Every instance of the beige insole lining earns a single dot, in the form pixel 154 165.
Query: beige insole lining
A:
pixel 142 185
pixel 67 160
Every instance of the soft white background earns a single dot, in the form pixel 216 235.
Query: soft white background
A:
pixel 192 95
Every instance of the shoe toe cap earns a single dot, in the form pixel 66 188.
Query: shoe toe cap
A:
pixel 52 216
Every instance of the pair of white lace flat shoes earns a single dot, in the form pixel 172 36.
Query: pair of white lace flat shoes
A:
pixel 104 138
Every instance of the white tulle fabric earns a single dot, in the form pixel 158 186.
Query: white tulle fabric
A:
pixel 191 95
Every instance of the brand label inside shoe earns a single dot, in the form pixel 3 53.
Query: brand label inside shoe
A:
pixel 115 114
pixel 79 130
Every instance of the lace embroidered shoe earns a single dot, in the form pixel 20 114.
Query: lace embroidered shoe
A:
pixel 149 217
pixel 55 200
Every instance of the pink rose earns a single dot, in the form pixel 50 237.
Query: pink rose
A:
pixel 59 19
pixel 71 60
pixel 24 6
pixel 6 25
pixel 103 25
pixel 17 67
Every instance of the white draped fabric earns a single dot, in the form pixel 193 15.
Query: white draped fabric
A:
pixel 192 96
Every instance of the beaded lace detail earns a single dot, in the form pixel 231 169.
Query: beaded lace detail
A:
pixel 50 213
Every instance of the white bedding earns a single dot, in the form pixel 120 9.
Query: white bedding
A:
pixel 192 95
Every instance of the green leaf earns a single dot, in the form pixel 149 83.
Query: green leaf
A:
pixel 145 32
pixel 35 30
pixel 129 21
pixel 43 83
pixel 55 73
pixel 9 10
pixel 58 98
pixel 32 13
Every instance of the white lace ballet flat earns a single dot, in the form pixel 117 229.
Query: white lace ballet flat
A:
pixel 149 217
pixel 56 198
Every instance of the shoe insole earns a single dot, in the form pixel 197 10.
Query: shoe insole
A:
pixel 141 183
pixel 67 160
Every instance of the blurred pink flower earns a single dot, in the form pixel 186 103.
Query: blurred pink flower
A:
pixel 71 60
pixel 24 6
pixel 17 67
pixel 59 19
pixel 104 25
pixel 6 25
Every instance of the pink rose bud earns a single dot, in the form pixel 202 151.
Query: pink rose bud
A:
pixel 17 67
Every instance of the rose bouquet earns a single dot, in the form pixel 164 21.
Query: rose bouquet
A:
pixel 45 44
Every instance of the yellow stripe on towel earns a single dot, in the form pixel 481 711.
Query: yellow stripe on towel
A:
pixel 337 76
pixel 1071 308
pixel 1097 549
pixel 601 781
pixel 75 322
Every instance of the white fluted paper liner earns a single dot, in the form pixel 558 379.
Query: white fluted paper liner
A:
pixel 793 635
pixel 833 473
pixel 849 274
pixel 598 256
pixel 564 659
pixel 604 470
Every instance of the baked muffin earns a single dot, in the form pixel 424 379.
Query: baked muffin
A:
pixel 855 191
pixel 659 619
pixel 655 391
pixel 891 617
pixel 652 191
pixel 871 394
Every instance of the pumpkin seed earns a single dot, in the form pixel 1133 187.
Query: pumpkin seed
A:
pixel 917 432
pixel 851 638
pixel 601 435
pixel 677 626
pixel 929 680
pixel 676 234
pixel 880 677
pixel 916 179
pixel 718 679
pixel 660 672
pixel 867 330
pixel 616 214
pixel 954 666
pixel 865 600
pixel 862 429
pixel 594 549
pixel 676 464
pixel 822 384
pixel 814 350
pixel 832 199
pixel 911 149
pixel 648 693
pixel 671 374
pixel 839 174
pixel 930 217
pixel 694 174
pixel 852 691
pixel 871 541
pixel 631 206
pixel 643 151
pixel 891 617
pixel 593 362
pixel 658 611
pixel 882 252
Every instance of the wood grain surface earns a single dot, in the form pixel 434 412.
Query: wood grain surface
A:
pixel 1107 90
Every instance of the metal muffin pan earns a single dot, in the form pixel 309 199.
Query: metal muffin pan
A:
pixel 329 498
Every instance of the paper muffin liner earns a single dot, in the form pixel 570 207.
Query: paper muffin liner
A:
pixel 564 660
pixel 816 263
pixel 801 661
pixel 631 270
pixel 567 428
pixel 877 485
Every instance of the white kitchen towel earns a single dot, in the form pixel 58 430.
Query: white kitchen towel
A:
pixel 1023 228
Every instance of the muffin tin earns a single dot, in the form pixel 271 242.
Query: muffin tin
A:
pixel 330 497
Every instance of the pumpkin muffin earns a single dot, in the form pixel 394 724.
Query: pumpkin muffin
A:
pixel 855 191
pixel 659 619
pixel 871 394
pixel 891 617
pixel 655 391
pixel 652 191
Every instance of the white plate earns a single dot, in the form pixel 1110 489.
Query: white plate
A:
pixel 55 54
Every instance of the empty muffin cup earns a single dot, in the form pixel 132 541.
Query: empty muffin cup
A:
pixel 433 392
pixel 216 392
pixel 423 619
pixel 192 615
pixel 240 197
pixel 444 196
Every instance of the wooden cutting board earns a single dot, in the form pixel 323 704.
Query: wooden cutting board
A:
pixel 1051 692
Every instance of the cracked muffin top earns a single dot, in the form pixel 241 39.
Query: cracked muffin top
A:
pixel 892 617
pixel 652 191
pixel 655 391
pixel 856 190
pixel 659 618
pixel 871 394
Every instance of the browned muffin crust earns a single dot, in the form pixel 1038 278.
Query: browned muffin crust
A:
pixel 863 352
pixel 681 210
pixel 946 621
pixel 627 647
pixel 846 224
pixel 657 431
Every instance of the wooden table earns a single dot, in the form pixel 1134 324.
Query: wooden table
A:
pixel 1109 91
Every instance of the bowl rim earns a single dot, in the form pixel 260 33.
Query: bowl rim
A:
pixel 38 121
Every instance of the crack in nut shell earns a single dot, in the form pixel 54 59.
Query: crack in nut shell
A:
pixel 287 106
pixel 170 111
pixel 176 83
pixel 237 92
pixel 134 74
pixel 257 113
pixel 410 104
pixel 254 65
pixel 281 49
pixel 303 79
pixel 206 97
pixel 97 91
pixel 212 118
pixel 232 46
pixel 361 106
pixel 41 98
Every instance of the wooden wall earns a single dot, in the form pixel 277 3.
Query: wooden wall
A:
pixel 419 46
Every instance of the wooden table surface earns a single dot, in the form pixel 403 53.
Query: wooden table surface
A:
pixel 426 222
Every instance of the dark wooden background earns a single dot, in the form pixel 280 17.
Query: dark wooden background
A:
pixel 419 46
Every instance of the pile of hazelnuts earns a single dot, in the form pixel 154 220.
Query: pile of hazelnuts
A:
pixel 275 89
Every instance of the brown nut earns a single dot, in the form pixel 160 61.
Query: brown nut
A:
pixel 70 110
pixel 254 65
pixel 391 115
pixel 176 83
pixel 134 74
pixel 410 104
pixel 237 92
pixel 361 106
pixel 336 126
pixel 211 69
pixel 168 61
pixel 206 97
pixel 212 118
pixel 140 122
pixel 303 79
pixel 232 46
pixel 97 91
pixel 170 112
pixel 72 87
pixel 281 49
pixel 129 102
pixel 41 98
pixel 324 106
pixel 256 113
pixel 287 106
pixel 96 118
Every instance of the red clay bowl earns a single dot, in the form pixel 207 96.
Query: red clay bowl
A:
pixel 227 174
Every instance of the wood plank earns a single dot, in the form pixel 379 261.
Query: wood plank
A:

● ● ● ● ● ● ●

▶ [EXERCISE PROMPT]:
Can you print all of the records above again, word for word and line for line?

▶ [EXERCISE ANSWER]:
Every instance of the beige insole lining earns a single dot, in the form pixel 154 165.
Query: beige insole lining
A:
pixel 142 185
pixel 67 160
Every instance of the soft white background earns a single dot, in the form pixel 216 235.
Query: soft white background
A:
pixel 192 95
Every instance of the shoe toe cap earns a single dot, in the form pixel 66 188.
Query: shoe toe cap
A:
pixel 52 216
Every instance of the pair of white lace flat shoes earns a single dot, in the form pixel 172 36.
Query: pair of white lace flat shoes
A:
pixel 104 138
Every instance of the white tulle fabric earns a single dot, in the form pixel 158 186.
Query: white tulle fabric
A:
pixel 191 95
Every instance of the brand label inside shoe earns a single dot, in the form pixel 3 53.
Query: brand label inside shoe
A:
pixel 115 114
pixel 79 130
Every instance of the lace embroidered shoe earns a single dot, in the form pixel 20 114.
Query: lace embroidered shoe
A:
pixel 149 217
pixel 55 200
Every instance of the pink rose earns a single dot, in the form pixel 50 237.
Query: pink rose
A:
pixel 59 19
pixel 71 60
pixel 24 6
pixel 6 25
pixel 103 25
pixel 17 67
Every instance of the white draped fabric earns a single dot, in the form pixel 193 15.
Query: white draped fabric
A:
pixel 192 96
Every instance of the beaded lace detail earns a single dot, in the form pixel 231 169.
Query: beaded lace detail
A:
pixel 50 213
Every instance of the white bedding earns a single dot, in the form pixel 120 9.
Query: white bedding
A:
pixel 192 95
Every instance of the green leaf earns a single dot, in the form pixel 149 83.
Query: green leaf
A:
pixel 145 32
pixel 35 30
pixel 129 21
pixel 43 83
pixel 55 73
pixel 9 10
pixel 58 98
pixel 32 13
Every instance of the white lace ballet flat earns a single dot, in the form pixel 117 229.
Query: white lace ballet flat
A:
pixel 149 217
pixel 56 198
Every instance of the shoe insole earns a single dot, in the form pixel 197 10.
Query: shoe insole
A:
pixel 141 183
pixel 67 160
Every instance of the blurred pink flower earns a single dot, in the form pixel 186 103.
Query: blurred pink flower
A:
pixel 71 60
pixel 24 6
pixel 17 67
pixel 59 19
pixel 104 25
pixel 6 25
Every instance of the pink rose bud earns a single dot, in the form pixel 202 151.
Query: pink rose bud
A:
pixel 17 67
Every instance of the rose bouquet earns a single dot, in the form pixel 164 21.
Query: rose bouquet
A:
pixel 45 44
Every instance of the yellow stripe on towel earns a single dot, in the form pixel 481 711.
Query: yellow stripe on towel
A:
pixel 337 76
pixel 1071 308
pixel 1097 549
pixel 601 781
pixel 75 322
Every instance of the white fluted paper liner earns a single dot, in the form pixel 558 379.
Query: white fluted paper liner
A:
pixel 793 635
pixel 833 473
pixel 849 274
pixel 598 256
pixel 564 659
pixel 604 470
Every instance of the baked muffin earns a single dot, in the form pixel 424 379.
Query: baked muffin
A:
pixel 855 191
pixel 659 619
pixel 655 391
pixel 891 617
pixel 652 191
pixel 871 394
Every instance of the pumpkin seed earns a single dot, in the form pixel 1133 187.
Query: pumpkin seed
A:
pixel 917 432
pixel 851 638
pixel 601 435
pixel 677 626
pixel 929 680
pixel 676 234
pixel 880 677
pixel 916 179
pixel 718 679
pixel 660 672
pixel 867 330
pixel 616 214
pixel 954 666
pixel 865 600
pixel 862 429
pixel 594 549
pixel 676 464
pixel 822 384
pixel 814 350
pixel 832 199
pixel 911 149
pixel 648 693
pixel 671 374
pixel 839 174
pixel 930 217
pixel 694 174
pixel 852 691
pixel 871 541
pixel 631 206
pixel 643 151
pixel 891 617
pixel 593 362
pixel 658 611
pixel 882 252
Every instance of the wood grain surface earns a single dot, in the form pixel 434 412.
Query: wood grain surface
A:
pixel 1107 90
Every instance of the metal muffin pan earns a single dot, in the form pixel 309 199.
Query: metal muffin pan
A:
pixel 329 498
Every instance of the paper muffin liner earns a single dot, in the form pixel 570 207.
Query: paper muffin liner
A:
pixel 564 660
pixel 816 263
pixel 801 661
pixel 631 270
pixel 567 428
pixel 877 485
Every instance of the white kitchen towel earns a single dot, in the form pixel 58 430.
Query: white kitchen towel
A:
pixel 1023 228
Every instance of the muffin tin earns a single dot, in the form pixel 271 242.
Query: muffin tin
A:
pixel 330 497
Every instance of the pumpkin muffin earns a single dot, in the form pixel 394 724.
Query: pumpkin muffin
A:
pixel 855 191
pixel 659 619
pixel 871 394
pixel 891 617
pixel 655 391
pixel 652 191
Every instance of the white plate earns a single dot, in the form pixel 1110 489.
Query: white plate
A:
pixel 55 54
Every instance of the empty muffin cup earns a single dot, in the form pixel 132 541.
Query: empty muffin cup
A:
pixel 433 392
pixel 216 392
pixel 423 619
pixel 192 615
pixel 240 197
pixel 444 196
Every instance of the wooden cutting board earns a single dot, in the form pixel 323 704.
Query: wooden cutting board
A:
pixel 1051 692
Every instance of the cracked muffin top earns a single dot, in the form pixel 241 39.
Query: cracked muffin top
A:
pixel 892 617
pixel 652 191
pixel 655 391
pixel 856 190
pixel 659 618
pixel 871 394
Every instance of the browned muffin crust earns a single dot, in the form pixel 1038 278.
Query: browned muffin crust
A:
pixel 863 352
pixel 681 210
pixel 946 621
pixel 627 647
pixel 846 224
pixel 657 431
Every instance of the wooden table earns a single dot, in the form pixel 1134 324.
Query: wooden table
A:
pixel 1109 91
Every instance of the bowl rim earns a single dot, in the form pixel 260 33.
Query: bowl rim
A:
pixel 38 121
Every instance of the crack in nut shell earns a single dot, in the form pixel 54 59.
Query: crack in nut shell
A:
pixel 287 106
pixel 170 111
pixel 176 83
pixel 237 92
pixel 134 74
pixel 257 113
pixel 410 104
pixel 254 65
pixel 281 49
pixel 303 79
pixel 206 97
pixel 97 91
pixel 212 118
pixel 232 46
pixel 361 106
pixel 41 98
Every instance of the wooden wall earns a single dot, in the form pixel 277 3.
Query: wooden wall
A:
pixel 419 46
Every instance of the wooden table surface earns a single dot, in the form pixel 403 53.
Query: wooden table surface
A:
pixel 426 222
Every instance of the dark wooden background earns a single dot, in the form pixel 280 17.
Query: dark wooden background
A:
pixel 419 46
Every instance of the pile of hazelnuts earns a single dot, in the form pixel 154 220.
Query: pile of hazelnuts
A:
pixel 275 89
Every instance of the brown nut earns a single dot, in the form pixel 160 61.
Query: brown nut
A:
pixel 70 110
pixel 254 65
pixel 391 115
pixel 176 83
pixel 134 74
pixel 410 104
pixel 237 92
pixel 361 106
pixel 336 126
pixel 211 69
pixel 168 61
pixel 206 97
pixel 212 118
pixel 140 122
pixel 303 79
pixel 232 46
pixel 97 91
pixel 170 112
pixel 72 87
pixel 281 49
pixel 129 102
pixel 41 98
pixel 324 106
pixel 256 113
pixel 287 106
pixel 96 118
Every instance of the red clay bowl earns a single dot, in the form pixel 207 96.
Query: red clay bowl
A:
pixel 227 174
Every instance of the wood plank earns a single dot, in the form pixel 379 261.
Query: wood plank
A:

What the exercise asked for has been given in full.